▶ _EXTRACTED ENTRIES_
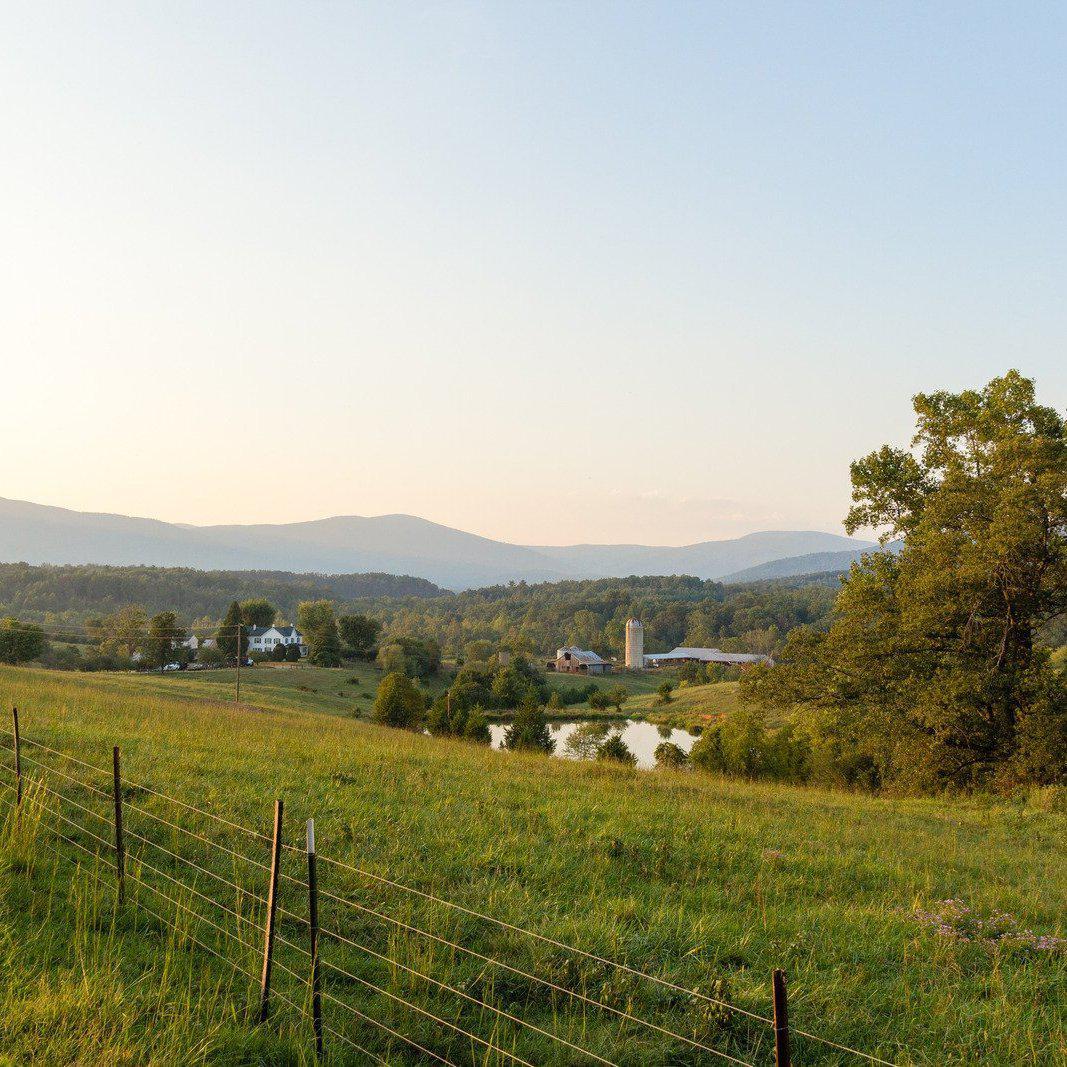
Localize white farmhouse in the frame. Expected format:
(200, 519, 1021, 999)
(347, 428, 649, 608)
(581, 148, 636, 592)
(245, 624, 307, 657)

* * *

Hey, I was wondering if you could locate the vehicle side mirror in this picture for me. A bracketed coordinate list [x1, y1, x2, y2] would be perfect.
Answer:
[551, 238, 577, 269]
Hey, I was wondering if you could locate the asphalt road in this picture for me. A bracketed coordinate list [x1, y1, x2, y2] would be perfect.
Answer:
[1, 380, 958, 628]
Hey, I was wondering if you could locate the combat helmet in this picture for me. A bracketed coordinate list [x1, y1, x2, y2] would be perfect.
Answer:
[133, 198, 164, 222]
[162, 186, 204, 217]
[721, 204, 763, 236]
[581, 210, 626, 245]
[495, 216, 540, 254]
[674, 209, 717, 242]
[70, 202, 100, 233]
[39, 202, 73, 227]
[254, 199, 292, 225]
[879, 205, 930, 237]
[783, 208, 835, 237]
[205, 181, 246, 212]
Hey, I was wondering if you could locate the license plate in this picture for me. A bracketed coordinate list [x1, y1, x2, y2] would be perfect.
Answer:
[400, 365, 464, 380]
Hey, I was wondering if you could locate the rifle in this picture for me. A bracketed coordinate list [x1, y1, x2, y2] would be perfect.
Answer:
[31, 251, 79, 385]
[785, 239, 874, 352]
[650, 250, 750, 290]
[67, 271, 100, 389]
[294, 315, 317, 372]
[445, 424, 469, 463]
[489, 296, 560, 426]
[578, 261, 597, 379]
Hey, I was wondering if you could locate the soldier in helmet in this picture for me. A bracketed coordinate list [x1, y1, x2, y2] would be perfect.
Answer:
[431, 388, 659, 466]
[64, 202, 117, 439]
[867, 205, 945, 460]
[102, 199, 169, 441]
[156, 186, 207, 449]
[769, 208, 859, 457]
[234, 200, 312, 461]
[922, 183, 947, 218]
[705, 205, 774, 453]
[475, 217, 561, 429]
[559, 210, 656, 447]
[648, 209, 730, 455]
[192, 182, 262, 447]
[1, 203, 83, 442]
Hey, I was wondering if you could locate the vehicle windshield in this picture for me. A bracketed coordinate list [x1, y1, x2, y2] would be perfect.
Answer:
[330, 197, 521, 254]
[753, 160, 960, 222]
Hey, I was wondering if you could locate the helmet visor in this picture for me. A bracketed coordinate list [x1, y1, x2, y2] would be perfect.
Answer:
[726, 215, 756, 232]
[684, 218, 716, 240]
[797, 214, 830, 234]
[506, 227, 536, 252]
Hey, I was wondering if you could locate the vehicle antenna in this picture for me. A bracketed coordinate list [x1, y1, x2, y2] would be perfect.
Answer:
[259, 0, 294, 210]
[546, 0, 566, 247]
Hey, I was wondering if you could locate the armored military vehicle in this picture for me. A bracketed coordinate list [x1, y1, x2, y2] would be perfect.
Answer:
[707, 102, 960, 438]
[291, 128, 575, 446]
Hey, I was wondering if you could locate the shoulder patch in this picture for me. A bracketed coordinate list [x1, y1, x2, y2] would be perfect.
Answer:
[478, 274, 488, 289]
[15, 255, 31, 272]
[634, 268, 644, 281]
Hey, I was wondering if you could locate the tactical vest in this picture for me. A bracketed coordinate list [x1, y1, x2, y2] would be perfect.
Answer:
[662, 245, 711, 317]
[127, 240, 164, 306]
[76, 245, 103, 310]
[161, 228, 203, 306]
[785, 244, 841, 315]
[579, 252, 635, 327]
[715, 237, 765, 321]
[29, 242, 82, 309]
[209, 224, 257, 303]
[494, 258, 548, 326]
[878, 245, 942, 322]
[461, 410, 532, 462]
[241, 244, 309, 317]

▶ _THE TASK_
Look back at the data above. Transcribe exactly the lines starting at the line that contains "Hey, I was wondering if you could locate the license" and ending at the line that contains "Hey, I was wondering if you could locate the rifle".

▶ _SOLVED PROBLEM_
Hey, I was wondering if you could locate the license plate in this picture for me. A bracketed coordinate list [x1, y1, x2, y2] would be perfect.
Answer:
[400, 365, 464, 380]
Hey, I was wondering if you could locate the rifle in this picture for me. A bracketed coordinate list [x1, y1, x2, y2] would be perfect.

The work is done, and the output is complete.